**FRAGMENTO**.
SAN JUAN
PABLO II
AUDIENCIA GENERAL
Miércoles 8 de agosto de 1979
Miércoles 8 de agosto de 1979
1. También hoy, como la
semana pasada, quiero dedicar nuestro encuentro a la memoria del gran
Papa Pablo VI, a quien el Padre celestial llamó a sí hace un año, en la
fiesta de la Transfiguración del Señor. Ciertamente ni el discurso anterior ni
el de hoy podrán agotar la riqueza multiforme de su pontificado y de su
personalidad. Lo que pretendemos poner de relieve hoy es la maravillosa
convergencia del día de la muerte con el carisma de la vida de Pablo VI. He
intentado desarrollar este pensamiento la semana pasada, concentrándome sobre
todo en el hecho importante de la transformación de la Iglesia —transformación
que ha promovido la interpretación de los signos de los tiempos hecha por el
Concilio Vaticano II—. Juan XXIII solía definir esta transformación: aggiornamento (puesta
al día). Sin embargo, a ese gran proceso al que "el Papa de la
bondad" dio sólo comienzo, el Papa Pablo VI dedicó todo su difícil
pontificado de quince años.
Ese aggiornamento,
esa renovación o "transformación", fue inspirado por el conocimiento
profundo de la naturaleza de la Iglesia y por el amor a su misión salvífica.
Por iniciativa del Papa Juan y después bajo la guía del Papa Pablo, la Iglesia
se ha adaptado a las tareas inherentes a su misión ante el hombre de nuestro
tiempo, ante la familia humana, a la que ha sido enviada. El sentido más
profundo del "aggiornamento'' es estrictamente evangélico: surge
de la voluntad de servir, siguiendo a Cristo, de la voluntad de servir a
Dios en los hombres, de servir al hombre. El servicio se identifica con la
misión, descubierta de nuevo en la misión salvífica del mismo Cristo.

**TAREA PROPUESTA A**. Reproduce del fragmento sobre Pablo VI el pasaje comprendido entre "Por iniciativa del" y "del mismo Cristo.", ambos incluidos.
El fragmento y las filas son materiales independientes entre sí.

**LAS FILAS**.
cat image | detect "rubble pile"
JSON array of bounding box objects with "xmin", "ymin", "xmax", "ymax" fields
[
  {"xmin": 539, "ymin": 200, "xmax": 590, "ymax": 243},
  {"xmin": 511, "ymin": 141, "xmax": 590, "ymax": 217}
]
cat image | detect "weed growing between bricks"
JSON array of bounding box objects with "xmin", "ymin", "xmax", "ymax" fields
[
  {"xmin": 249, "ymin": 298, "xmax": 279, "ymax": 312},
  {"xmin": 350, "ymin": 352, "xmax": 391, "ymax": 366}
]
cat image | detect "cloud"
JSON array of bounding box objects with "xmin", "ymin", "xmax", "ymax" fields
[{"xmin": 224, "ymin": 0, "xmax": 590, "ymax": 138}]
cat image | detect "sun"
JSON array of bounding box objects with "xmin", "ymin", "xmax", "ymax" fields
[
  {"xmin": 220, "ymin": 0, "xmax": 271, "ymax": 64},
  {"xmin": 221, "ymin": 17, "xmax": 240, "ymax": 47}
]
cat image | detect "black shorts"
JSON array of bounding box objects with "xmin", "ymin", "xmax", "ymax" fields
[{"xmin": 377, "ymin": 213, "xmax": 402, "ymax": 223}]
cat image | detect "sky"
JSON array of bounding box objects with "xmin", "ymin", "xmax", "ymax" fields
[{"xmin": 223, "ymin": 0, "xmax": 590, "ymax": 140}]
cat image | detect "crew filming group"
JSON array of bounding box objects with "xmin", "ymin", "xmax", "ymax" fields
* * *
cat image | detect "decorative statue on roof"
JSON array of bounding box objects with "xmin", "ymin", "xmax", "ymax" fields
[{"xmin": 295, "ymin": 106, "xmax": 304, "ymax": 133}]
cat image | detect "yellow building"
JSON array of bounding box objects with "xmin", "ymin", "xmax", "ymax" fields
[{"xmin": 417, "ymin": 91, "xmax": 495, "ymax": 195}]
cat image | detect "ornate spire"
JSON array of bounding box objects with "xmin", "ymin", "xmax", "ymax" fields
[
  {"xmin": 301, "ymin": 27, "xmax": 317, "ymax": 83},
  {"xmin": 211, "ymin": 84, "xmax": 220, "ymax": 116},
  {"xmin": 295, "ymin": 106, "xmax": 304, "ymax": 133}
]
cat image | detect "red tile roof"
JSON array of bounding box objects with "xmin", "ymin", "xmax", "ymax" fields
---
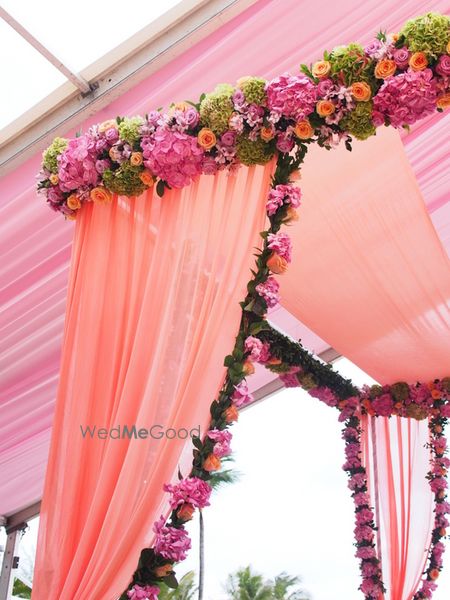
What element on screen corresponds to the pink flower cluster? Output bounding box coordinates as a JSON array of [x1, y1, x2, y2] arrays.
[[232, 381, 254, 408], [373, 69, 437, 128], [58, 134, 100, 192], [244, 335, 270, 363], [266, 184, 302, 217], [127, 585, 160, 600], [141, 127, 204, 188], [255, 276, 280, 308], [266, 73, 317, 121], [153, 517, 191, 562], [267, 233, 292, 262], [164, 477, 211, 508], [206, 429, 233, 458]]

**TAREA PROPUESTA B**. Localiza y copia cada línea de las filas que contenga la cadena "roof", teniendo en cuenta mayúsculas y minúsculas.

**SOLUCIÓN A**.
Por iniciativa del Papa Juan y después bajo la guía del Papa Pablo, la Iglesia
se ha adaptado a las tareas inherentes a su misión ante el hombre de nuestro
tiempo, ante la familia humana, a la que ha sido enviada. El sentido más
profundo del "aggiornamento'' es estrictamente evangélico: surge
de la voluntad de servir, siguiendo a Cristo, de la voluntad de servir a
Dios en los hombres, de servir al hombre. El servicio se identifica con la
misión, descubierta de nuevo en la misión salvífica del mismo Cristo.

**SOLUCIÓN B**.
cat image | detect "decorative statue on roof"
cat image | detect "red tile roof"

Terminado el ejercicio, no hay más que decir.